DATASET EXTRACT:
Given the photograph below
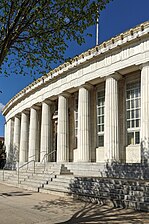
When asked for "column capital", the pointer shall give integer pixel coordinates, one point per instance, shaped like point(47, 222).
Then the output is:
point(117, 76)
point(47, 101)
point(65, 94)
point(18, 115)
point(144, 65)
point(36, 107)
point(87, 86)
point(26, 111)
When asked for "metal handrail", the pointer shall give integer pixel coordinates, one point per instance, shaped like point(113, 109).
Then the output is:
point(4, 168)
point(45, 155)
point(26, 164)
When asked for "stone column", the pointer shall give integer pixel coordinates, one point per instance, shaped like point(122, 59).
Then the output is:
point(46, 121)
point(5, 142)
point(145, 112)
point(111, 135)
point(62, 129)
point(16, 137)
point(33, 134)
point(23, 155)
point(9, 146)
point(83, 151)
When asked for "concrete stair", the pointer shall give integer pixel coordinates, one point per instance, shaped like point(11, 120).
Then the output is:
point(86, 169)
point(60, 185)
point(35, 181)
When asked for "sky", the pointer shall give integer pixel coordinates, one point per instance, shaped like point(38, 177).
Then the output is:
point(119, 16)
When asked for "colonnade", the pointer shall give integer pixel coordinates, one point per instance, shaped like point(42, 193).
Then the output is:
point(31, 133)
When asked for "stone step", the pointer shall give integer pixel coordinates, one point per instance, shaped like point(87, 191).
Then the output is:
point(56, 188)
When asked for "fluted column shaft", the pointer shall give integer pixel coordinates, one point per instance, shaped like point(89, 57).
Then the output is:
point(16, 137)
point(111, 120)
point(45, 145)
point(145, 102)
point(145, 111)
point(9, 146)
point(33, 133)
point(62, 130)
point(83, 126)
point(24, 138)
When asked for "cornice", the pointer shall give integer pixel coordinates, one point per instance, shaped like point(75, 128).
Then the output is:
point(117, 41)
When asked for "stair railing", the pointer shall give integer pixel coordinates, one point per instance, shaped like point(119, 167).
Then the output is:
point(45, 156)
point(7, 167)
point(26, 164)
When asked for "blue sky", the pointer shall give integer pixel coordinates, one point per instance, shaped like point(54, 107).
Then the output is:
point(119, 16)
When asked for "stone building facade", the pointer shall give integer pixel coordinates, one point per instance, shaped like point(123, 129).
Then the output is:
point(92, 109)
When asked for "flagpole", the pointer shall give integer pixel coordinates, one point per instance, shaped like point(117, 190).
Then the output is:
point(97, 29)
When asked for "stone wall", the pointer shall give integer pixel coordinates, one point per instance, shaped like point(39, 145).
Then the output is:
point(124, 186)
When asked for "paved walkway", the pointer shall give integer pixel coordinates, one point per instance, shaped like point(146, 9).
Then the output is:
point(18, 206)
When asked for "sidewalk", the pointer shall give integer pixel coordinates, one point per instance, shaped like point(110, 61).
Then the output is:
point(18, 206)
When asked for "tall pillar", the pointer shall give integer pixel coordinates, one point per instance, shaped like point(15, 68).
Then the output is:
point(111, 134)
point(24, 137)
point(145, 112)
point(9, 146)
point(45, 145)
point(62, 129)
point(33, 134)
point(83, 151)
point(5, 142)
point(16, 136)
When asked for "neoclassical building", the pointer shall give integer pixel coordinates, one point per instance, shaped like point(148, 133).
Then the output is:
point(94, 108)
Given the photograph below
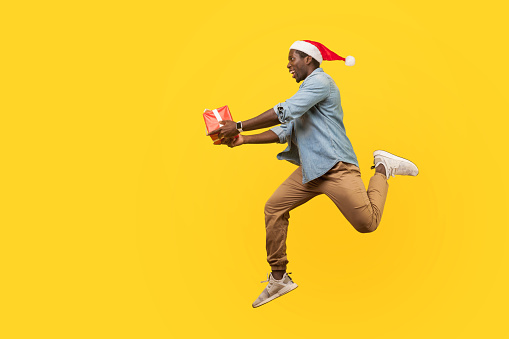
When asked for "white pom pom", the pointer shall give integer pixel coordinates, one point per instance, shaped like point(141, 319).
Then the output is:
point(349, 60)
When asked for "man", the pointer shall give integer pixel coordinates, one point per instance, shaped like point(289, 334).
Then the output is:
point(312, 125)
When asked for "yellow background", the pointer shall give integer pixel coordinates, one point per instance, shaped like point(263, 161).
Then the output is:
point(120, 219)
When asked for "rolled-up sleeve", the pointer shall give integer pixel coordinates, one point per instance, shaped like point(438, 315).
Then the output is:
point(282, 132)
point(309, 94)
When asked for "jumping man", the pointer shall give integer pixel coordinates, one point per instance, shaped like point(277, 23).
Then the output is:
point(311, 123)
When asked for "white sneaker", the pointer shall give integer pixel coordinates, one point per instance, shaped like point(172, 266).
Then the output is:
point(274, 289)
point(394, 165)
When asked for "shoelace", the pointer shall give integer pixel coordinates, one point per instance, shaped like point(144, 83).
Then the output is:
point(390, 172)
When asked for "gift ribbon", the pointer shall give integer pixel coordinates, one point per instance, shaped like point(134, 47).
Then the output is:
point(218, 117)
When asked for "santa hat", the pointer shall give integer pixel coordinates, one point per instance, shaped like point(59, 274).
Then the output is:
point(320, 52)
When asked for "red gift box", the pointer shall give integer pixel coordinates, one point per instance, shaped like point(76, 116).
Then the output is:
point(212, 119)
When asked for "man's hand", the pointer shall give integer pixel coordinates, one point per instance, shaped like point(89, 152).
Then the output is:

OBJECTIVE: Copy the whole listing above word for word but do not carry over the pictures.

ANSWER TO THIS PROBLEM:
Given the photograph below
When asked for "column capital", the pointer shall give integer pixel coordinates, one point per instance, shaped like point(47, 222).
Then the output is:
point(117, 76)
point(47, 101)
point(65, 94)
point(18, 115)
point(144, 65)
point(36, 107)
point(87, 86)
point(26, 111)
When asked for "metal handrail", the pointer shall give integer pixel coordinates, one point per instance, shaped like point(113, 109).
Then the output is:
point(4, 168)
point(45, 155)
point(26, 164)
When asked for "stone column", the pointer shall give integer pixel coordinates, one point per instance, shaped like point(122, 59).
Then the output is:
point(46, 121)
point(5, 142)
point(145, 112)
point(111, 135)
point(62, 129)
point(16, 137)
point(33, 134)
point(23, 155)
point(9, 146)
point(83, 151)
When asked for "concrete stair", the pointer shall give integer pixel coordinates, one point per instance, shaped like point(11, 120).
Then the output is:
point(86, 169)
point(60, 185)
point(35, 181)
When asked for "sky", the pointer shall give integer pixel coordinates, one point per instance, shaped like point(38, 177).
Then the output is:
point(119, 16)
When asked for "colonnade", the pointer shall give integer pixel coordinates, one point per instance, shaped like point(42, 193).
Then the output is:
point(31, 133)
When asked for "stone step", the pointer shall give integer pixel coordinates, one point per instance, shaped like point(87, 191).
Then the output is:
point(56, 188)
When asked for "fluted column shaft", the pointer shall give integer pixel coordinates, one point per instance, shaped like point(89, 57).
Then the output is:
point(16, 137)
point(111, 120)
point(45, 145)
point(145, 102)
point(145, 111)
point(9, 146)
point(33, 133)
point(62, 130)
point(83, 126)
point(24, 138)
When asked for "cornice", the pointer shall give integer pixel coordinates, one point per instance, shaped like point(75, 128).
Then the output is:
point(117, 41)
When asked for "stair railing", the pointer shall give integer pixel coordinates, one point per instance, shaped like point(119, 167).
Then the output is:
point(45, 156)
point(7, 167)
point(26, 164)
When asked for "blue sky", the pointer shall give integer pixel coordinates, one point per instance, shaped like point(54, 107).
Then the output is:
point(119, 16)
When asked for "stone building facade", the pointer shall give integer pixel coordinates, one point per instance, shaped like point(123, 129).
Then the output is:
point(92, 109)
When asked for "flagpole", the pointer shall give integer pixel coordinates, one point per instance, shaped like point(117, 190).
Then the output is:
point(97, 29)
When asked for "stone wall", the pointer shall give integer pixel coordinates, one point per instance, shaped like point(39, 145).
Then the output is:
point(124, 186)
When asked for "paved walkway", the pointer shall give integer pixel coordinates, one point per instance, shaped like point(146, 9).
Then the output is:
point(18, 206)
When asked for "sidewalk", the pointer shall give integer pixel coordinates, one point per instance, shaped like point(110, 61).
Then the output is:
point(18, 206)
When asked for "tall pillar", the pointer shall give integer pixel coordinates, one point per instance, shaped like point(15, 68).
Then the output is:
point(111, 134)
point(24, 137)
point(145, 112)
point(9, 146)
point(45, 145)
point(62, 129)
point(33, 134)
point(83, 151)
point(5, 142)
point(16, 136)
When asked for "neoclassical building", the pointer shall give integer pixel coordinates, one point per instance, shaped like point(148, 133).
Then the output is:
point(94, 108)
Given the photograph below
When asked for "white pom pom", the pointer shall give integer pixel coordinates, one point per instance, shaped like point(141, 319).
Then the output is:
point(349, 60)
When asked for "man", the pointer shall give integer pixel coordinates, one point per instance, shaped like point(289, 334).
Then the output is:
point(312, 125)
When asked for "yellow background", the pointer shall give integer pixel coordinates, one point per instance, shaped like point(263, 161).
Then the output is:
point(120, 219)
When asked for "rolled-up sleeve", the pointer shall give integer pixel coordinates, one point per instance, shaped like point(438, 315).
Then the output is:
point(282, 132)
point(309, 94)
When asked for "jumping man", the pointer shall give integer pixel coordinates, one point per instance, shaped like point(277, 23).
Then the output is:
point(311, 123)
When asked for "white sneaker", the pointer shall give integer pixel coordinates, one point per instance, shaped like point(172, 266).
Then the output is:
point(274, 289)
point(394, 165)
When asked for "shoelace", the pointer shall give integer pixel coordinates, one point per instance, shaped like point(144, 83).
Then the output is:
point(390, 172)
When asked for "gift ribbon", the pointer shall give integer pixel coordinates, one point per instance, shaped like point(134, 47).
Then the output is:
point(218, 117)
When asked for "santa hat", the pointer shall give integer pixel coordinates, one point per instance, shaped like point(59, 274).
Then the output is:
point(320, 52)
When asked for "red gift box", the pointer shall give integer pixel coordinates, one point per instance, shaped like point(76, 116).
Then the output is:
point(212, 119)
When asked for "man's hand", the pointer shall give integer pixel coordinates, one point per instance, shaped like point(89, 152).
Then the output is:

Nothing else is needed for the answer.